● **Exercise task**
Retype the passage from the Volt and Tokio comparison page, beginning at "Skip to content" and stopping after "--release in bench/rust_bench/)".

Skip to content
v1.0.0-zig0.15.2

Comparing with Tokio

Volt includes a head-to-head comparison framework that runs identical benchmarks against Tokio, the Rust async I/O runtime that inspired much of Volt’s architecture. Volt’s scheduler, sync primitives, cooperative budgeting, and ScheduledIo state machine are all adapted from Tokio’s design — we benchmark against Tokio to keep ourselves honest, not to claim superiority.

Terminal window
zig build compare

This single command:

  1. Builds the Tokio benchmark (cargo build --release in bench/rust_bench/)
  2. Runs the Volt benchmark (zig-out/bench/volt_bench --json)
  3. Runs the Tokio benchmark (bench/rust_bench/target/release/volt_rust_bench --json)

● **Stored rows**
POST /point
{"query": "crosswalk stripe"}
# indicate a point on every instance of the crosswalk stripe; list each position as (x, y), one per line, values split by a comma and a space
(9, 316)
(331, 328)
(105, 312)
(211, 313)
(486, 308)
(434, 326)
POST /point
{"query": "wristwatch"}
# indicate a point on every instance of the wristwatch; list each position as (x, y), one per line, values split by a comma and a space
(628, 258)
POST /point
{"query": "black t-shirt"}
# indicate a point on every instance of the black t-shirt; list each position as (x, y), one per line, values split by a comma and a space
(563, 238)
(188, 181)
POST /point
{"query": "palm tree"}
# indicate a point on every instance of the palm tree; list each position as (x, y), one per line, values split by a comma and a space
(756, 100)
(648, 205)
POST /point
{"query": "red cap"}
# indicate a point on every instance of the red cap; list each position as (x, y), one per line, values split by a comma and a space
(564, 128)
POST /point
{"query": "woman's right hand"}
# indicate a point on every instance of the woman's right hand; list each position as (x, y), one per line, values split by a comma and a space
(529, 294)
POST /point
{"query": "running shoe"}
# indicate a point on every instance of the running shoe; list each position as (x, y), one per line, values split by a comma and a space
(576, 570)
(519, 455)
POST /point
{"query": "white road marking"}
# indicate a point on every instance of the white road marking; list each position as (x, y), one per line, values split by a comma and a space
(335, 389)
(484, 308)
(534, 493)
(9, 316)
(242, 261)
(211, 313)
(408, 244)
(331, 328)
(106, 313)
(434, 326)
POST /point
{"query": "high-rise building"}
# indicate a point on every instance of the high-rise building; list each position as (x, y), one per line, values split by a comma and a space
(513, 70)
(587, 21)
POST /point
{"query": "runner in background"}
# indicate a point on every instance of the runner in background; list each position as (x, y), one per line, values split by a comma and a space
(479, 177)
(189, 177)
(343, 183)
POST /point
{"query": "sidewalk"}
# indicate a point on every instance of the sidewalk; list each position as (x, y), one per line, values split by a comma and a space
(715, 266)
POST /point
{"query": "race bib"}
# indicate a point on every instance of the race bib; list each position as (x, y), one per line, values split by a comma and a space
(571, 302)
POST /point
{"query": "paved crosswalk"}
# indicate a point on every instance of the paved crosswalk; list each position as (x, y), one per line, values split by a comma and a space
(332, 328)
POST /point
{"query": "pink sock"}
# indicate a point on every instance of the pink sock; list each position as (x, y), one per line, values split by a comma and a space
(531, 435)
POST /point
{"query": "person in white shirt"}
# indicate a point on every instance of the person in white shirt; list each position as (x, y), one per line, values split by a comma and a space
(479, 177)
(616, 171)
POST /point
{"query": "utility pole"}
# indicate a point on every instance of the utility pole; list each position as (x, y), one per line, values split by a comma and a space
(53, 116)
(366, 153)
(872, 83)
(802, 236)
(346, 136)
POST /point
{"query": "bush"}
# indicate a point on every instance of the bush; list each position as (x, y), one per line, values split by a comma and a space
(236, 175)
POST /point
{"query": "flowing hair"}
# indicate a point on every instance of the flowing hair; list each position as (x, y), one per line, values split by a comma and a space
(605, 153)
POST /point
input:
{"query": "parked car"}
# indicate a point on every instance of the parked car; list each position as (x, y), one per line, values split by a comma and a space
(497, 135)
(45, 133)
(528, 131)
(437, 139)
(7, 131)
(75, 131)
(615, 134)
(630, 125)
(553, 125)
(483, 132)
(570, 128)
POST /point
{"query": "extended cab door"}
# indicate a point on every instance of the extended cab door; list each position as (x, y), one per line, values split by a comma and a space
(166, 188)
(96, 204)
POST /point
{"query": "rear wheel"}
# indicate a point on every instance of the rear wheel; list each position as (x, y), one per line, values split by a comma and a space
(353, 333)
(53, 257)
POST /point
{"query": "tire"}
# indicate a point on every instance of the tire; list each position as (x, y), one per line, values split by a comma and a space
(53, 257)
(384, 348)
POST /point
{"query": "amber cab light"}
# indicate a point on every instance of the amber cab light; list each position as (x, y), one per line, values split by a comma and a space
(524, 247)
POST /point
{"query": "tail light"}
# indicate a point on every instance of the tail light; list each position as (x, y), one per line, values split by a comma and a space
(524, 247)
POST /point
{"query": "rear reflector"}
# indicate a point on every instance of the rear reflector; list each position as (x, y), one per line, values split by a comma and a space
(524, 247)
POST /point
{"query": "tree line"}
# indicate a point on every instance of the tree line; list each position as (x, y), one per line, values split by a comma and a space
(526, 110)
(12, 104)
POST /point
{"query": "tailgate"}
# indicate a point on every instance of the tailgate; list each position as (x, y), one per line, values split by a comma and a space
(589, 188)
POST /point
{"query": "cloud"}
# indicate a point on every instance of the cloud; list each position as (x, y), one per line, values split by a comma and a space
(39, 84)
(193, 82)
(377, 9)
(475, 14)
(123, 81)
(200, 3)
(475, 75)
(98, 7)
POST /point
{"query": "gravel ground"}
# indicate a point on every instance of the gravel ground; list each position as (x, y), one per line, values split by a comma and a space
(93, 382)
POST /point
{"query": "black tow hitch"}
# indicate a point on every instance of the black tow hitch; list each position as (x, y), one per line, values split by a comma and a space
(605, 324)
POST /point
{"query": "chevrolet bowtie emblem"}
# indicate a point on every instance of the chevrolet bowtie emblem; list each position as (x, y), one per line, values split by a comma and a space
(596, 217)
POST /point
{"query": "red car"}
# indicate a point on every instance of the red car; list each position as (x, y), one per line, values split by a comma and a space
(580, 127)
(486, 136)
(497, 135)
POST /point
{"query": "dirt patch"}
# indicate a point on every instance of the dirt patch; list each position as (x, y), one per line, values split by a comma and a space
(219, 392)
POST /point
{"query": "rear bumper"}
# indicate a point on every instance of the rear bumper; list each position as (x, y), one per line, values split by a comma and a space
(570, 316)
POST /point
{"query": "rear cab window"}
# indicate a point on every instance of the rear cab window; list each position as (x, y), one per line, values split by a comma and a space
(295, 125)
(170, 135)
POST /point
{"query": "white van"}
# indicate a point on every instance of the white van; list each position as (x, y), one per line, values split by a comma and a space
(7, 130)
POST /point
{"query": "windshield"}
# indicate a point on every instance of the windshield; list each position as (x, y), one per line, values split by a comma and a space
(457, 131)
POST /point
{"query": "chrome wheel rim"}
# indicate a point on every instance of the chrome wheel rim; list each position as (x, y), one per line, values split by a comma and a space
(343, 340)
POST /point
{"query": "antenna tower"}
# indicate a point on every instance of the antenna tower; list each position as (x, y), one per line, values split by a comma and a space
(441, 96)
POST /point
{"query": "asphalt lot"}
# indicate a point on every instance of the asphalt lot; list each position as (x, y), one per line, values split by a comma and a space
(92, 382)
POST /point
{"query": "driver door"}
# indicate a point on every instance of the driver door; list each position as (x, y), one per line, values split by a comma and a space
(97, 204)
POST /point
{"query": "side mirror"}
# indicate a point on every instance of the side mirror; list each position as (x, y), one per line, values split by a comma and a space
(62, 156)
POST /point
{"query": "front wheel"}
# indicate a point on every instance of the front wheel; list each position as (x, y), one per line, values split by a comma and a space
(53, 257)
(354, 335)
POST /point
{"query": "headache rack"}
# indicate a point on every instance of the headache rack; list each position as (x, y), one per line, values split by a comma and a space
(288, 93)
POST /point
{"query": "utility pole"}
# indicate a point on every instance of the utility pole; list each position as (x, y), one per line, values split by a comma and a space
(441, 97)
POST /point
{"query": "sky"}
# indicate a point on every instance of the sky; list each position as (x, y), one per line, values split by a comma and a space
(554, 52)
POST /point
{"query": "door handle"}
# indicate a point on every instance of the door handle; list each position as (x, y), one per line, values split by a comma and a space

● **Answer for the task**
Skip to content
v1.0.0-zig0.15.2

Comparing with Tokio

Volt includes a head-to-head comparison framework that runs identical benchmarks against Tokio, the Rust async I/O runtime that inspired much of Volt’s architecture. Volt’s scheduler, sync primitives, cooperative budgeting, and ScheduledIo state machine are all adapted from Tokio’s design — we benchmark against Tokio to keep ourselves honest, not to claim superiority.

Terminal window
zig build compare

This single command:

  1. Builds the Tokio benchmark (cargo build --release in bench/rust_bench/)